**EXERCISE GOAL**
Copy the items below verbatim, from the line containing "Every instance of the garage" through the line containing "pixel 161 147", including both of those lines.

**Excerpts of pointing data**
....
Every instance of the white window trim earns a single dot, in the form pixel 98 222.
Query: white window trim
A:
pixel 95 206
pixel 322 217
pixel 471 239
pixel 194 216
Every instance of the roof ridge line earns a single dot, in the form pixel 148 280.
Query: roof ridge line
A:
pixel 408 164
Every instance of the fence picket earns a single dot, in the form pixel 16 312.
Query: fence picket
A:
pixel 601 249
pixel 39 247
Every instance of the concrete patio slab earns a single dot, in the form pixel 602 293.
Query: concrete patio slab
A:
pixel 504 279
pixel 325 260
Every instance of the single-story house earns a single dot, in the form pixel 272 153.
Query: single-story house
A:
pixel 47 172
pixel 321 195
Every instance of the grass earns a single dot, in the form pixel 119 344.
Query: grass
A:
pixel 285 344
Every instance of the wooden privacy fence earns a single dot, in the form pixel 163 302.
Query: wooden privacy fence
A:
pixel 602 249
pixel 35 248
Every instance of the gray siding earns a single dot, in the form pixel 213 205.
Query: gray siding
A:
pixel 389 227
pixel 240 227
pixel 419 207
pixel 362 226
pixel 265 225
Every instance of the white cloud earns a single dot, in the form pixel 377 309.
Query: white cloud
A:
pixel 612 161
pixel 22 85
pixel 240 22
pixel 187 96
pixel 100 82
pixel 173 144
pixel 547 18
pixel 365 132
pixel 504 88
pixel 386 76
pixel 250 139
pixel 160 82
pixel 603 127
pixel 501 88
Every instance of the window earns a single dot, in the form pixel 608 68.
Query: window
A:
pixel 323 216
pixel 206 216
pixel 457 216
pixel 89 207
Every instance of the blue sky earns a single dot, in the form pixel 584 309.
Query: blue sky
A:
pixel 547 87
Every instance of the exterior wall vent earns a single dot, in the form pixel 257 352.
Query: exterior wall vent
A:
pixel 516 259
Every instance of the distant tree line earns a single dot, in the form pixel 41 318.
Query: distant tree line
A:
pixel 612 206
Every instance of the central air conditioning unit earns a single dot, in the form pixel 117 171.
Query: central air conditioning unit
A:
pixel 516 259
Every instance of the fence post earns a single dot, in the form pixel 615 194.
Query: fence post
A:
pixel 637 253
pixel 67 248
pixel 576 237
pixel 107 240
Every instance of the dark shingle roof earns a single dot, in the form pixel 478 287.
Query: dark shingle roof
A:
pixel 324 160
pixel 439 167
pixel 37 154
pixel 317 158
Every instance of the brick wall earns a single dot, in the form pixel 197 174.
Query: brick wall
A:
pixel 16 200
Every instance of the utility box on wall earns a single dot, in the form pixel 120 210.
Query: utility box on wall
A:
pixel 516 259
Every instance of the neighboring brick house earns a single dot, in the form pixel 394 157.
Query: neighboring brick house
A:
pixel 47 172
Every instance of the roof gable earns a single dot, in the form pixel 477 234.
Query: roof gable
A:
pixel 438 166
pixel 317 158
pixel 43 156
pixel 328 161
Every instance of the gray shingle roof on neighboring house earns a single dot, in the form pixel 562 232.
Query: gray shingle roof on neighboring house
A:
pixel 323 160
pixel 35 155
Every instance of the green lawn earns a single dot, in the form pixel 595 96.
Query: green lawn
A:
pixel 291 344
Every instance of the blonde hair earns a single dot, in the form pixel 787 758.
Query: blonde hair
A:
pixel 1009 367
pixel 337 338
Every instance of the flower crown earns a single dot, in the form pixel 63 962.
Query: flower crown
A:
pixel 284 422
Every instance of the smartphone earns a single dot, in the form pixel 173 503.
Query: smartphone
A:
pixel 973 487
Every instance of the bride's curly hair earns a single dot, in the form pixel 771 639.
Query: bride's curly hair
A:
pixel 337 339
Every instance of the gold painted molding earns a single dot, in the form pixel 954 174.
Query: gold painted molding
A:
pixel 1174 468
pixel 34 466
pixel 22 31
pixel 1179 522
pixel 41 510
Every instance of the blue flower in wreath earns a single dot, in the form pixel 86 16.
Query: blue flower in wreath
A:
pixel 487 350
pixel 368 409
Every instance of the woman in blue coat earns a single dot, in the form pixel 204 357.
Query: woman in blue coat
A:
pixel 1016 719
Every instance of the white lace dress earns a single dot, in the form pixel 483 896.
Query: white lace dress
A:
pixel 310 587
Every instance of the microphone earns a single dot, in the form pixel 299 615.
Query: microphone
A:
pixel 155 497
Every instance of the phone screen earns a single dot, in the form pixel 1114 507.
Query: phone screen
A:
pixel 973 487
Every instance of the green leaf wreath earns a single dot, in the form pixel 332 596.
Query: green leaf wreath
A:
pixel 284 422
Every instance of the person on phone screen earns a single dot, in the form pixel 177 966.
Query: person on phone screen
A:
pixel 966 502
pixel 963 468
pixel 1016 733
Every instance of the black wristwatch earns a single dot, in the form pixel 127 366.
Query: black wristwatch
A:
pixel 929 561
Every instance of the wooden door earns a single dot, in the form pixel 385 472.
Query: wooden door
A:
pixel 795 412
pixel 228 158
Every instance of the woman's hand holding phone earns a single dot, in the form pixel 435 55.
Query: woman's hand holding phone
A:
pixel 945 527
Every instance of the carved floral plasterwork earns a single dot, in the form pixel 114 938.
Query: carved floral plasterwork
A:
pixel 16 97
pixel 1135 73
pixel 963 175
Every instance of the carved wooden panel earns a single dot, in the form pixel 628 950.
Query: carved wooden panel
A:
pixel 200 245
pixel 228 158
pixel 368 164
....
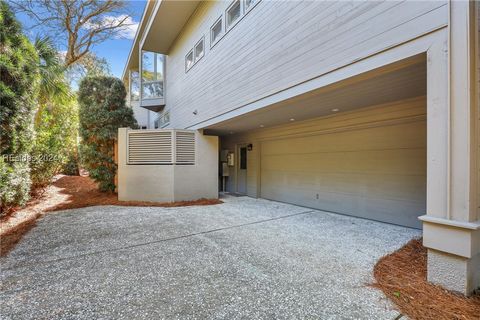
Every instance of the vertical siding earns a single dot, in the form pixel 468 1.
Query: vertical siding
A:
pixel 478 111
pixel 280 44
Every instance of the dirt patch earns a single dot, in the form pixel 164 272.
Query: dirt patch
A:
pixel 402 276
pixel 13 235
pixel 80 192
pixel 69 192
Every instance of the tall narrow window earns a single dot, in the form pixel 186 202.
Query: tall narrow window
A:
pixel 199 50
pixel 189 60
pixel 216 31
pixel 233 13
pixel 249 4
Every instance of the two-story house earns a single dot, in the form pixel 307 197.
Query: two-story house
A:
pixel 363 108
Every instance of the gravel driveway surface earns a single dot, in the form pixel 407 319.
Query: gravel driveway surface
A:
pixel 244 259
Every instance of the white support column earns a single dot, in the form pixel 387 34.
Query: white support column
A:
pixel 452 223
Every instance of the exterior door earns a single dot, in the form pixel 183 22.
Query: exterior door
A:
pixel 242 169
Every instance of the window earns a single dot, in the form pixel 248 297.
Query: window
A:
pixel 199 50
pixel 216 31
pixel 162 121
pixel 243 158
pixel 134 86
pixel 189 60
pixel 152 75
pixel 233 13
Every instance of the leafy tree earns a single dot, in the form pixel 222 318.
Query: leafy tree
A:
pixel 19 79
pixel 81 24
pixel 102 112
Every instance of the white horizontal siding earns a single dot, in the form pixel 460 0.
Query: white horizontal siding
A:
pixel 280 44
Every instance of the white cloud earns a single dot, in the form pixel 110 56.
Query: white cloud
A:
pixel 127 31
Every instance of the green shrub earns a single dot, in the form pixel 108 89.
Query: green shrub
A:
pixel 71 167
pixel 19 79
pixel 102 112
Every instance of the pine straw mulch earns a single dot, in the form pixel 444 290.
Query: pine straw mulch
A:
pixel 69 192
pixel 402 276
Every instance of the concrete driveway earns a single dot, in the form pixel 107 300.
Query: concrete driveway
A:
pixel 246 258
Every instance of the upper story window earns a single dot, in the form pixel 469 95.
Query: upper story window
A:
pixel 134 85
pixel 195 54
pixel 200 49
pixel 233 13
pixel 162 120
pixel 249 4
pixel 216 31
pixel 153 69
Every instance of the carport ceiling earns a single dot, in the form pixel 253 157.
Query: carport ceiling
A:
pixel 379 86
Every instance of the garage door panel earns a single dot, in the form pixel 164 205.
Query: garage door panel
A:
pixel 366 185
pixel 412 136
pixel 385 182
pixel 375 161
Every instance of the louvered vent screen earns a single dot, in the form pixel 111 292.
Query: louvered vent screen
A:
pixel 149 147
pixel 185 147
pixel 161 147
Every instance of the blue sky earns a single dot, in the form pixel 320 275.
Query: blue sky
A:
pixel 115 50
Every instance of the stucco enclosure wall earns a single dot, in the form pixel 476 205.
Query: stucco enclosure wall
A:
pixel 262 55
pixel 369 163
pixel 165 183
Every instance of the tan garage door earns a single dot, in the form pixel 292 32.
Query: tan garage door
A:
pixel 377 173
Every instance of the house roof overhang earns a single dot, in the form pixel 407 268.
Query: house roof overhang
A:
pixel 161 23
....
**THE SOLUTION**
Every instance of the garage door panel earns a single dot, in the form pixel 164 205.
Query: garage door panel
A:
pixel 366 185
pixel 412 136
pixel 385 182
pixel 375 161
Every instance of the louvered vent screen earns a single dot, in the form pixel 111 292.
Query: louvered vent screen
A:
pixel 149 147
pixel 185 147
pixel 161 147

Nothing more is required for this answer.